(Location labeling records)
____________________

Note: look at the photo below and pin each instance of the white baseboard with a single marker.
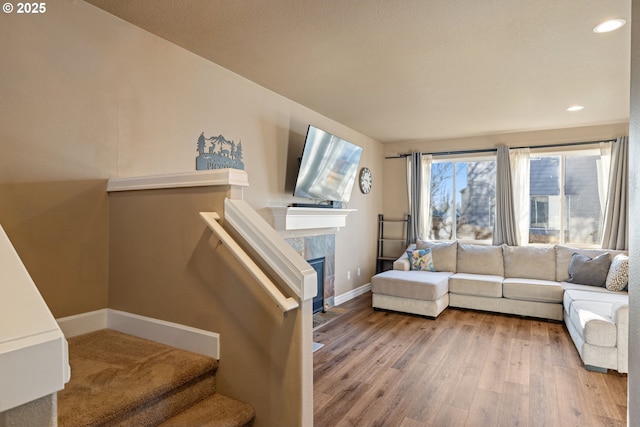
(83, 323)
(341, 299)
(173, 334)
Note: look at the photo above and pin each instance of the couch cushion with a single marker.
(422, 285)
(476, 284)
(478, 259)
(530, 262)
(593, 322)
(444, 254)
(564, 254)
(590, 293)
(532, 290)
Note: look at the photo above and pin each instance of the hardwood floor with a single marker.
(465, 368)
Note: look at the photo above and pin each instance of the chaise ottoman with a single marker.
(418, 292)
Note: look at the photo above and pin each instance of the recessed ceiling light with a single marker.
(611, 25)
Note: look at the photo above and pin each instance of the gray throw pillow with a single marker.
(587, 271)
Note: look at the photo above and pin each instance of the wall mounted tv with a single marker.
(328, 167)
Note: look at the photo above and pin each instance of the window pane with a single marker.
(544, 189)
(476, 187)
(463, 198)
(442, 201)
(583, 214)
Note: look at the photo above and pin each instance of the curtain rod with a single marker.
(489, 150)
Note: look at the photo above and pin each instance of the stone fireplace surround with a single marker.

____________________

_What the task requires_. Exactly and exclusively, repeat the lines from the line that contains "cushion with a single marker." through the end of the records, both ends included.

_Solution to this exercise_.
Note: look at the photo above and pin each instance of the couch cushion with a single marker.
(422, 285)
(476, 284)
(478, 259)
(530, 262)
(593, 322)
(444, 254)
(564, 254)
(590, 293)
(532, 290)
Note: look at the photo above and pin each instance of the hardwood floor with a single marker.
(465, 368)
Note: look at the photo above and pin each instance of the chaise ottoman with a single marker.
(418, 292)
Note: look at the photo above and pin each instance of the recessed ceiling light with a single marker.
(611, 25)
Note: look at the photo above and pin each instance of the gray throw pillow with a single marker.
(587, 271)
Note: look at the photo above and pin each instance of the wall mounted tv with a single marker.
(328, 167)
Note: look at the photo above and pin each instance of the window pane with a single marker.
(544, 189)
(476, 187)
(463, 198)
(442, 201)
(583, 214)
Note: look at the photo above and pin each instance of the curtain rod with a single marker.
(489, 150)
Note: look at the photo above and pin each instance of the stone fireplace surround with a single marker.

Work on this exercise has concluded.